### [Stated problem]
Reproduce the following lines verbatim, in full and in their original order, omitting the pictures from your output.

========================================

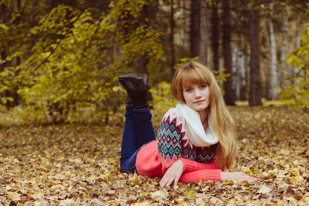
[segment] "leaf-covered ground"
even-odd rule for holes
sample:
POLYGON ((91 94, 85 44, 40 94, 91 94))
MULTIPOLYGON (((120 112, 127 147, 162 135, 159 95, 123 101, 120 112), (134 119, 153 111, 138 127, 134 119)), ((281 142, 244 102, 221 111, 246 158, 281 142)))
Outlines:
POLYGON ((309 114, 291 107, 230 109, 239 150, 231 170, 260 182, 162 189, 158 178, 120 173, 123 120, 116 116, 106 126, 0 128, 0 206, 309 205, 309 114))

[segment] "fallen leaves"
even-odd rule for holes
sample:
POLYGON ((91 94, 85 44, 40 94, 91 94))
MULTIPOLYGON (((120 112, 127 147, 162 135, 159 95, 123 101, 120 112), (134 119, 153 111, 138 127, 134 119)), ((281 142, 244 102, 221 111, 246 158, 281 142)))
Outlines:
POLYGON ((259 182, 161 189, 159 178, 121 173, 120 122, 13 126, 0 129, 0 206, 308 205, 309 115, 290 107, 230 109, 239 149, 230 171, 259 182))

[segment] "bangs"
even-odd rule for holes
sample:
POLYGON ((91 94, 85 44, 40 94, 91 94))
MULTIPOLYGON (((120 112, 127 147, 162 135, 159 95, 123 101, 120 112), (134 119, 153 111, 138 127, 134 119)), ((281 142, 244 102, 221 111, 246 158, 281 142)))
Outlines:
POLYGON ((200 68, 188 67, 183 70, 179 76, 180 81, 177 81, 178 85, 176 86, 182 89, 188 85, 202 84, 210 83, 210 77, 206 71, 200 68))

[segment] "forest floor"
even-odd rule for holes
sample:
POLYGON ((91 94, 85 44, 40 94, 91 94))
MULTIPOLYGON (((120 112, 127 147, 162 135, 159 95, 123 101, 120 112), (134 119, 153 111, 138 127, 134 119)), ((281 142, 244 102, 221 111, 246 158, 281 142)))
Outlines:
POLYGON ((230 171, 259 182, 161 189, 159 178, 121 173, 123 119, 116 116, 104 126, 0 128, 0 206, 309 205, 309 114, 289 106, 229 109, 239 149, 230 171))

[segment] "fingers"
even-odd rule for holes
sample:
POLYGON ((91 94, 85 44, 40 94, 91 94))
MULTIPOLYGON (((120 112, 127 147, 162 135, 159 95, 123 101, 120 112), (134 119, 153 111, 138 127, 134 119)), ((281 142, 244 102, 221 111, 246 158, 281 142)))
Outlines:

========================================

### [Worked answer]
[segment] "leaf-covered ground"
even-odd rule for holes
sample:
POLYGON ((91 94, 85 44, 40 94, 91 94))
MULTIPOLYGON (((120 112, 127 147, 162 135, 159 95, 123 101, 120 112), (134 119, 153 111, 138 127, 134 119)), ((281 142, 244 102, 221 111, 246 158, 281 142)))
Outlines:
POLYGON ((309 114, 291 107, 230 109, 239 150, 231 170, 260 182, 162 189, 158 178, 120 173, 123 120, 116 116, 106 126, 0 128, 0 206, 309 205, 309 114))

[segment] "fallen leaves"
even-odd rule for holes
sample:
POLYGON ((91 94, 85 44, 40 94, 91 94))
MULTIPOLYGON (((120 112, 127 147, 162 135, 159 95, 123 101, 120 112), (134 119, 153 111, 138 127, 134 119)), ((281 142, 244 102, 221 111, 246 158, 281 142)))
Outlines:
POLYGON ((259 182, 161 189, 159 178, 121 173, 120 122, 13 126, 0 129, 0 206, 308 205, 309 115, 290 107, 230 109, 239 149, 230 171, 259 182))

[segment] "bangs"
even-odd rule for holes
sample:
POLYGON ((91 94, 85 44, 40 94, 91 94))
MULTIPOLYGON (((120 112, 127 147, 162 135, 159 95, 123 101, 120 112), (134 119, 153 111, 138 127, 134 119)), ((281 142, 244 102, 221 111, 246 158, 281 142)))
Outlines:
POLYGON ((200 68, 188 67, 183 70, 179 76, 180 81, 177 81, 178 85, 176 86, 182 89, 188 85, 202 84, 210 83, 210 77, 206 71, 200 68))

[segment] "forest floor"
even-odd rule for holes
sample:
POLYGON ((91 94, 85 44, 40 94, 91 94))
MULTIPOLYGON (((120 112, 127 147, 162 135, 159 95, 123 101, 120 112), (134 119, 153 111, 138 127, 134 119)), ((281 142, 244 102, 221 111, 246 158, 281 142)))
Outlines:
POLYGON ((230 171, 259 182, 161 189, 159 178, 121 173, 123 119, 116 116, 104 126, 0 128, 0 206, 309 205, 309 114, 289 106, 229 109, 239 149, 230 171))

[segment] "fingers"
even-odd rule for holes
sample:
POLYGON ((91 94, 85 44, 40 94, 91 94))
MULTIPOLYGON (((120 112, 127 147, 162 135, 159 95, 123 101, 120 112), (134 119, 153 111, 138 127, 134 119)), ((281 142, 244 102, 221 111, 246 158, 281 142)))
Outlines:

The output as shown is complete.